Using the information
(a) From the full implementation of C<T> shown in the LINQ comprehension text, list every method name it declares. Leave out constructors and properties.
(b) Write the next part of the LINQ comprehension text, picking up after its last line.

Text section
--- START ---

And now the LINQ query with multiple from clauses works.

Where: What does a short circuit of C look like?

Finally, we want to add the guard clause, which in LINQ is simply Where:

from x in new C<T>(1) where x == 1
select x

with Where having the following signature

C<T> Where(Func<T, bool> predicate) { ... }

Implementing the guard poses a problem, though. Where will always return a C<T>, but what does a C<T> that failed the predicate check look like? Which also raises the question, what value does the from retrieve when encountering such a C<T>? If the point was that comprehension lets us short circuit the execution chain, then we need a way to indicate that C<T> doesn't have a value.

For this implementation, I've simply added an IsEmpty flag and use the no argument constructor to construct an empty version. While that takes care of implementing Where, it does point to an oversight in Select and SelectMany. Both need to be aware of IsEmpty and return an empty C<T> rather than executing the selectors in order to provide short-circuiting behavior. The full implementation of C<T> now looks like this:

public class C<T> {

  public C() { IsEmpty = true; }
  public C(T value) { Value = value; }

  public T Value { get; private set; }
  public bool IsEmpty { get; private set; }

  public C<T> Where(Func<T, bool> predicate) {
    if(IsEmpty) {
      return this;
    }
    return predicate(Value) ? this : new C<T>();
  }

  public C<TResult> Select<TResult>(Func<T, TResult> selector) {
    return IsEmpty ? new C<TResult>() : new C<TResult>(selector(Value));
  }

  public C<TResult> SelectMany<TCollection, TResult>(
    Func<T, C<TCollection>> collectionSelector,
    Func<T, TCollection, TResult> resultCollector
  ) {
    if(IsEmpty) {
      return new C<TResult>();
    }
    var c = collectionSelector(Value);
    return c.IsEmpty ? new C<TResult>() : new C<TResult>(resultCollector(Value, c.Value));
  }
}

That still does not answer how from x in a works since that clearly pulls a value from the container. You would expect an enumerator to be required. The key to understanding how this construct works is that the transformation of the call becomes a Select or SelectMany, which has no concept of enumeration. Both have a selector that takes T and converts it into the containerized T, C<T>. Since traditionally the container is IEnumerable, the natural association for x in a is an enumeration, but it really is just an instance of the container with no assumption about what it contains.

Applying LINQ comprehensions

Now that we know how to create a container type, we can create return values for our methods that follow those principles and rewrite the Scala example in C#:

from user in UserRepository.FindById(1) where user.isActive
from profile in ProfileRepository.GetProfileByUser(user)

--- END ---

Data section
--- START ---

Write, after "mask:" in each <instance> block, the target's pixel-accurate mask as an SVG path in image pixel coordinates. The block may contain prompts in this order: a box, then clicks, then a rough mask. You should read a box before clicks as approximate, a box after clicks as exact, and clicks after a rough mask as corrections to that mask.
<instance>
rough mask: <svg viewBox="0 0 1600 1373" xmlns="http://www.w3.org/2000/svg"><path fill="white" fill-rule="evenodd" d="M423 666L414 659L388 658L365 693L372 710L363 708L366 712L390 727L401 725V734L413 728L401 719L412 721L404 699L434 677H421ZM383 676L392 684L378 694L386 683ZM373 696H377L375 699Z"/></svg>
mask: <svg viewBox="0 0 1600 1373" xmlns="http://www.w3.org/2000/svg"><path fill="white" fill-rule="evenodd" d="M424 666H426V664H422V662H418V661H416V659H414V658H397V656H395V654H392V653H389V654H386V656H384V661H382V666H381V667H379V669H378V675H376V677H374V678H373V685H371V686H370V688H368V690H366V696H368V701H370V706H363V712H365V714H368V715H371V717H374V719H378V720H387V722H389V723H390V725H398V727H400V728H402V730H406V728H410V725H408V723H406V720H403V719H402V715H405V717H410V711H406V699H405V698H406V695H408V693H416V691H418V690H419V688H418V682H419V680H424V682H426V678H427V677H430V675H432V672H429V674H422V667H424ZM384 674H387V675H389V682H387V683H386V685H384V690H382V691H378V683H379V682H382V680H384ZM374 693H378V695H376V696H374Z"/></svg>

--- END ---

Responses to the exercise
(a) Where, Select, SelectMany

(b)
from url in profile.url
select url

Essentially, C<T> is just a naive re-implementation of Option<T>. The reason I created it instead of just walking through the existing type was to illustrate this container type pattern. It's the pattern Option<T> uses, as does Try<T> and it is used it to implement the Reader Monad for functional dependency injection. The essence of this pattern is that by wrapping T in a container we can attach an environment to it to carry along additional data. In the case of Option, it was the ability to determine the presence or lack of a value for T. In case of Try it is presence of an error occurring while trying to produce T. and for functional Dependency Injection it was the ability to carry along dependencies that a call at the end of a long chain needed without the intermediate calls having to be aware of them. By using the container, functions that care about the environment can take it as input or return it, while functions that don't can be lifted to fit the required shape and take part in the composition without ever needing to be aware of the environment being passed along.

Having used for comprehensions in Scala and seeing how it can remove a lot of imperative boiler plate that does nothing to aid in the comprehension of the workflow, it is nice to see that it requires just three methods to allow LINQ to be used for a similarly expressive syntax for composing method chains.

March 30, 2013
in geek, scala
3 min read

Scala in the key of C#: Option

Update: Since I first released Option, I've realized that it implementing IEnumerable was unneccesary to use LINQ syntax and actually made it less useful. I've updated the post to reflect these changes to Option.

Currently reading Daniel Westheide's excellent "Neophyte's guide Scala" series and it's inspired me to port some concepts from Scala to C#. This is less about trying to replace Scala -- it has too many compelling aspects that cannot be mimicked -- and more about exploring concepts I come across in Scala in the realm i'm best versed in, and, hopefully, along the way, create some useful C# utilities. First up, the Option<T> type.

Get thee behind me, null

Reading The Option Type the simplicity and elegance struck me. My Option<T> is inspired by Scala's Option[A], which in turn has its origin in Haskell's Option. On the surface it's a pretty simple container for a value that may or may not exist.

var some = Option<string>.Some("foo");

// manually checking for defined
Console.WriteLine(some.IsDefined ? some.Value : "not defined");
// => "foo"

// or use the built in helper
Console.WriteLeing(some.GetOrElse("not defined"));
// => "foo"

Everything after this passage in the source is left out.